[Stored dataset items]

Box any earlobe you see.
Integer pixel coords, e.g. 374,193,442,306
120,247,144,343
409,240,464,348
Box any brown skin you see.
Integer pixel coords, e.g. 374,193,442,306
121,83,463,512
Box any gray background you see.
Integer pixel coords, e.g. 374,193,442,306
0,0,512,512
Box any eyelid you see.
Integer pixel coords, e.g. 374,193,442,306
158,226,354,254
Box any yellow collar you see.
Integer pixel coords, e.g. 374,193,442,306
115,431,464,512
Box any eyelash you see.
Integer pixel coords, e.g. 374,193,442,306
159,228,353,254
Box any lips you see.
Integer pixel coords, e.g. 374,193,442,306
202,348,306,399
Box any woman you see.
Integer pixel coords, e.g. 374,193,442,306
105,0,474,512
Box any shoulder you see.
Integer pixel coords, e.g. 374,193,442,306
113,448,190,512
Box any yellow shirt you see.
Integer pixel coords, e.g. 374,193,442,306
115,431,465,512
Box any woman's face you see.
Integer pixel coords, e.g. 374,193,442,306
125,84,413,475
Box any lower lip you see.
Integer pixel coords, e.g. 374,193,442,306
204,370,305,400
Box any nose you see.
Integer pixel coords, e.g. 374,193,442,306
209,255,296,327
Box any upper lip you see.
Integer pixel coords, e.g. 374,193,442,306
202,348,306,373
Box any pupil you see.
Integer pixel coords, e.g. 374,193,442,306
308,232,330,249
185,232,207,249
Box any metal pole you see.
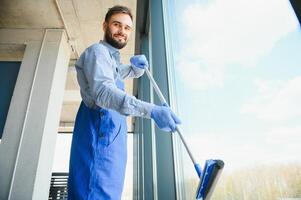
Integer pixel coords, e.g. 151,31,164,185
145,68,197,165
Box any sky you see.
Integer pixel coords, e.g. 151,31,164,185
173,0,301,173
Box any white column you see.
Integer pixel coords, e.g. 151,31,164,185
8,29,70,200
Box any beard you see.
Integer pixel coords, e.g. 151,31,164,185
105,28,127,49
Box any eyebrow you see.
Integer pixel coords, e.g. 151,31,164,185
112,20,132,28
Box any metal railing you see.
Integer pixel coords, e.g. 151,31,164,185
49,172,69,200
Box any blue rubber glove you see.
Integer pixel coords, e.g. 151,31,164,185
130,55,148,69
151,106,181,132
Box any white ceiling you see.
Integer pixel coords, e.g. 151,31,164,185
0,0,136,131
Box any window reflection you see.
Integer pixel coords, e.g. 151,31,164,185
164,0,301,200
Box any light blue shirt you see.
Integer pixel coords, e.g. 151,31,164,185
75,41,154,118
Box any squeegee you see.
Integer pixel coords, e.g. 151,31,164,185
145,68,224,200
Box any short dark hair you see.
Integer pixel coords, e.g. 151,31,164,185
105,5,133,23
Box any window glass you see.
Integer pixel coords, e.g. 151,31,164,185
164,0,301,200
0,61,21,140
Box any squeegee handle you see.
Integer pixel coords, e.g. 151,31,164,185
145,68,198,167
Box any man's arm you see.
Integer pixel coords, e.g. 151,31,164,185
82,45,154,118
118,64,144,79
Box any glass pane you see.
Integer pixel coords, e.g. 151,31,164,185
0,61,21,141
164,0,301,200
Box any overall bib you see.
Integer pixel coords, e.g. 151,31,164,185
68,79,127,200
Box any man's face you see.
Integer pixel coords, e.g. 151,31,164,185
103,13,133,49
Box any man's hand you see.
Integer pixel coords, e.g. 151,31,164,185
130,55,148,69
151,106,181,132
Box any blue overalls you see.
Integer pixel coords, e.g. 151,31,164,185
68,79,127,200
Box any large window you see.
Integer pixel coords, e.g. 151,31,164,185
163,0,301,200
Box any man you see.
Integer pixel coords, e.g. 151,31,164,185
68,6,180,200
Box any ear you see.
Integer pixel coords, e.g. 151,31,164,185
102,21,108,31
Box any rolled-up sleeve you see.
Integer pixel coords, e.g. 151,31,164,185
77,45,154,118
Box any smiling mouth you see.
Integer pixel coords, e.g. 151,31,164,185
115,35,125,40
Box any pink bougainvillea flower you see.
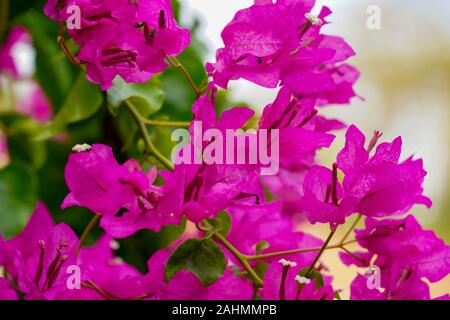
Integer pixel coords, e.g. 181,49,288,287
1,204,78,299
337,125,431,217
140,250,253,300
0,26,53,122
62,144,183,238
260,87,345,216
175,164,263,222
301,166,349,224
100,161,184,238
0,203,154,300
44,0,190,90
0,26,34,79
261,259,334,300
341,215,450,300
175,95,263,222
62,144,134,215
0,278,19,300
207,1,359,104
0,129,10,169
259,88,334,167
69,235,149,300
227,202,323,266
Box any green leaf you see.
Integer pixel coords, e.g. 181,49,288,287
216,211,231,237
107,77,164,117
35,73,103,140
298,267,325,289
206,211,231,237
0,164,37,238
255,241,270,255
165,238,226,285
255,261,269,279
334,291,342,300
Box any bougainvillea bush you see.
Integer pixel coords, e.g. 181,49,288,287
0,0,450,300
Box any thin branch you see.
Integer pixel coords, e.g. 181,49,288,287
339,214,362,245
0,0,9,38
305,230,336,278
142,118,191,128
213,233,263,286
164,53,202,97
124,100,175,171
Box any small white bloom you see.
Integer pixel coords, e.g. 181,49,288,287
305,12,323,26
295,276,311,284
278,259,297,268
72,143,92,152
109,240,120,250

--

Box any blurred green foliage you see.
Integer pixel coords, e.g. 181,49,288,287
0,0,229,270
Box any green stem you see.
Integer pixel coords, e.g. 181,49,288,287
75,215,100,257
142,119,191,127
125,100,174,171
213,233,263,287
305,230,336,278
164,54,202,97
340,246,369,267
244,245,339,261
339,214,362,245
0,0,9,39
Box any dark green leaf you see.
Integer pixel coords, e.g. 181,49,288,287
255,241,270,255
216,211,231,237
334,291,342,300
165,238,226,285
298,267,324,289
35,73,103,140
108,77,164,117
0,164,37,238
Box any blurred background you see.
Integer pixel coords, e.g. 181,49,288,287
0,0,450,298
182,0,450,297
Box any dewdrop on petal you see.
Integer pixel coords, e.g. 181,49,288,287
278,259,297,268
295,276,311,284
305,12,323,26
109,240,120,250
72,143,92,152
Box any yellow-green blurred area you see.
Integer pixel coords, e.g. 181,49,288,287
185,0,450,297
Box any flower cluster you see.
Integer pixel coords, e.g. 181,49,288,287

**Prompt**
Turn the records from the line with "Box any brown skin you see." up to and including the line with "145,68,197,165" into a Markdown table with the columns Row and Text, giving each line its own numbered row and skipping blank lines. Leave the pictures out of the answer.

**In response**
| Row | Text |
|---|---|
| 1 | Box any brown skin you see. |
| 2 | Integer pixel coords, e.g. 374,193,442,306 |
| 3 | 121,83,463,512 |
| 4 | Box any gray background you see. |
| 5 | Integer pixel coords, e.g. 374,193,442,306 |
| 6 | 0,0,512,512 |
| 7 | Box any eyelid you see. |
| 8 | Integer pixel coords, e.g. 374,193,442,306 |
| 9 | 158,226,354,254 |
| 10 | Box any yellow collar you see. |
| 11 | Integer pixel coords, e.g. 374,193,442,306 |
| 12 | 115,431,464,512 |
| 13 | Box any eyelash you see. |
| 14 | Integer pixel coords, e.g. 374,193,442,306 |
| 15 | 159,228,353,254 |
| 16 | Box any lips you see. |
| 17 | Integer pixel coords, e.g. 374,193,442,306 |
| 18 | 202,348,306,399 |
| 19 | Box any woman you see. |
| 20 | Integer pixel coords, e.g. 374,193,442,306 |
| 21 | 105,0,474,512 |
| 22 | Box any shoulder you see. |
| 23 | Integer pixel coords, e.g. 374,193,442,306 |
| 24 | 113,448,190,512 |
| 25 | Box any yellow shirt you see. |
| 26 | Integer pixel coords, e.g. 374,193,442,306 |
| 27 | 115,431,465,512 |
| 28 | Box any woman's face you see. |
| 29 | Integer pixel coords, e.g. 374,193,442,306 |
| 30 | 125,84,413,475 |
| 31 | Box any lower lip you see. |
| 32 | Integer pixel coords, e.g. 374,193,442,306 |
| 33 | 204,370,305,400 |
| 34 | Box any nose you see. |
| 35 | Integer pixel coords, e.g. 374,193,442,306 |
| 36 | 209,255,296,327 |
| 37 | Box any upper lip you see. |
| 38 | Integer pixel coords, e.g. 374,193,442,306 |
| 39 | 202,348,306,373 |
| 40 | Box any pupil you see. |
| 41 | Integer pixel coords, e.g. 374,193,442,306 |
| 42 | 308,232,330,249 |
| 43 | 185,232,207,249 |
| 44 | Box any metal pole you see. |
| 45 | Integer pixel coords, e.g. 151,31,164,185 |
| 46 | 145,68,197,165 |